Directions:
Which lines run from the one containing "TARGET = still water surface" to the end of the entries below? Reproduce them exactly, both ends included.

START Materials provided

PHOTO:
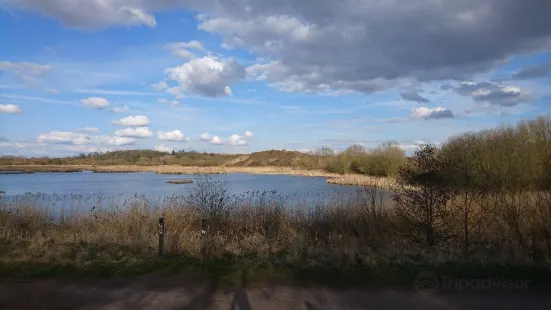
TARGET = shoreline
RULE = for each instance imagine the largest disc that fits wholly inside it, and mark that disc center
(331, 178)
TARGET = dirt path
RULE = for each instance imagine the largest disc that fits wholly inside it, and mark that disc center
(154, 292)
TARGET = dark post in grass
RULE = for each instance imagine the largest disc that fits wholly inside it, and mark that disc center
(204, 228)
(161, 235)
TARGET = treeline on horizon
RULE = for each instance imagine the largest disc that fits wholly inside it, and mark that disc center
(505, 156)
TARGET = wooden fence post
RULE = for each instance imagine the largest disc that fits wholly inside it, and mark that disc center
(161, 235)
(204, 229)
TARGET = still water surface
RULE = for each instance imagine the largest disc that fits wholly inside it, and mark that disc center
(154, 185)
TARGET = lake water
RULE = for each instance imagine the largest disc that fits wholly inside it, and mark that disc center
(124, 185)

END Materials provided

Result below:
TARGET = still water surface
RULE = for each instance imagine the largest disc that fits wholly inside it, and mark that disc center
(154, 185)
TARGET = lake water
RULE = for each instance imagine the largest disc that fits wholly inside it, and mark that disc center
(124, 185)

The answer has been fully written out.